**Exercise:** Please output the records below in full, exactly as given, but without the images.

= = = =

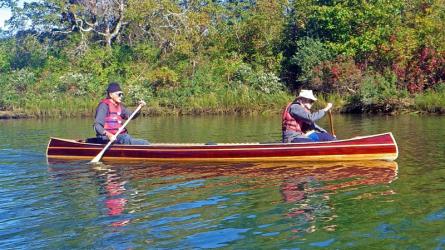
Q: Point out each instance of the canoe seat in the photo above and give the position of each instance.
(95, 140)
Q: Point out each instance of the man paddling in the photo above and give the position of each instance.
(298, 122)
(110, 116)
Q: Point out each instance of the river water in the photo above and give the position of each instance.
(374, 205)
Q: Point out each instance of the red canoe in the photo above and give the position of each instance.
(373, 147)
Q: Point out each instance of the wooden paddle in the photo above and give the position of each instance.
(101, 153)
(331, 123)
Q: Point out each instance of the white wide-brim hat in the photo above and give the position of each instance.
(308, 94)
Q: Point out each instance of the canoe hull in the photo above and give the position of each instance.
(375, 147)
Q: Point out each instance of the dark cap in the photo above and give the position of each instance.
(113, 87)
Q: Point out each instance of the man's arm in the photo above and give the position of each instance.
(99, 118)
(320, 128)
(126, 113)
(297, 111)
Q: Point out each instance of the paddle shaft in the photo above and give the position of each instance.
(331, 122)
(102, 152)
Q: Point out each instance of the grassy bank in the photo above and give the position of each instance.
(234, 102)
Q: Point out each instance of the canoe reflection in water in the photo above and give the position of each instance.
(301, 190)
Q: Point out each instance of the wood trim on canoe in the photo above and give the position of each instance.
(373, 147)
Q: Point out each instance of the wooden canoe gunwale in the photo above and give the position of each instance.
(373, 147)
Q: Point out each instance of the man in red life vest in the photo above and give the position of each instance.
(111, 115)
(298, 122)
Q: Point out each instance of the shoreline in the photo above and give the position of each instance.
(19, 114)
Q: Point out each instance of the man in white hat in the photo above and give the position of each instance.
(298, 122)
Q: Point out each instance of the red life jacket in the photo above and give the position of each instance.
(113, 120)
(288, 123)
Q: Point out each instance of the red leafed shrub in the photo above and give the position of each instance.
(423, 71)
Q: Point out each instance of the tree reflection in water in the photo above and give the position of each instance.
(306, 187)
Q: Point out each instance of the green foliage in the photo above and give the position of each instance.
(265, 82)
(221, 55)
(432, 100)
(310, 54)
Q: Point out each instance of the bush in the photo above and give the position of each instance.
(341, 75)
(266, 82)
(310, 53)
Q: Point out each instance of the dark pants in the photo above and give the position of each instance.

= = = =

**Response:**
Q: Point out each instance of the canoe seat in the photo above and give the position of each instance.
(95, 140)
Q: Point out each instance of the man paddling in the photo above and give the position of each instance.
(298, 122)
(110, 116)
Q: Point out each instance of the river water in the photo above and give the position of each instance.
(374, 205)
Q: Point out each instance of the red canoe in the photo above and give the position of each instance.
(373, 147)
Q: Point out each instance of the wooden paddle in the photo above and give the position of each instance.
(101, 153)
(331, 123)
Q: Point out each instance of the white wide-brim hat in the photo above and give the position of each instance.
(308, 94)
Q: Point out each instance of the canoe hull in the photo above and give the position of each instance.
(375, 147)
Q: Point out each instance of the dark cap in the photo above and give the position of each instance.
(113, 87)
Q: Point out each instance of the man's arm in the photo above and give the position of each instance.
(99, 118)
(320, 128)
(126, 113)
(297, 111)
Q: Point out each instance of the paddle shaft in the photo above and give the position of each instance.
(331, 122)
(102, 152)
Q: Point out each instance of the grassy bank in the photo above and give the position of each instance.
(234, 102)
Q: Point out each instance of the canoe reflection in water in the photo above and give the position of each instance.
(301, 190)
Q: Point out each instance of the wood trim on canoe in the photo above and give the position of each instance.
(373, 147)
Q: Point out each instance of the wooden canoe gunwale in the photo above and give the position of each instance.
(373, 147)
Q: Point out each instance of the man in red life vest in the photo above and give the position of each instance.
(111, 115)
(298, 122)
Q: Point out each instance of the shoreline in the photo above and give the position of each instance.
(19, 114)
Q: Point out each instance of the man in white hat in the photo above and give the position of each instance.
(298, 122)
Q: Point out each instance of the red life jacket in the photo above and give the position of each instance.
(113, 120)
(288, 123)
Q: Point out each instance of the red leafed shrub in the photo above and give the position of each instance.
(423, 71)
Q: Point out each instance of the tree reflection in water in the photo above and give the position of each instance.
(306, 187)
Q: Point out each instance of the green foliage in the photo above and give the position of each instance.
(265, 82)
(221, 55)
(432, 100)
(310, 54)
Q: Point out each instance of the bush in the photo above and give the position of each instance.
(341, 75)
(266, 82)
(310, 53)
Q: Point out each instance of the dark pants in the photo above and give the position of each instance.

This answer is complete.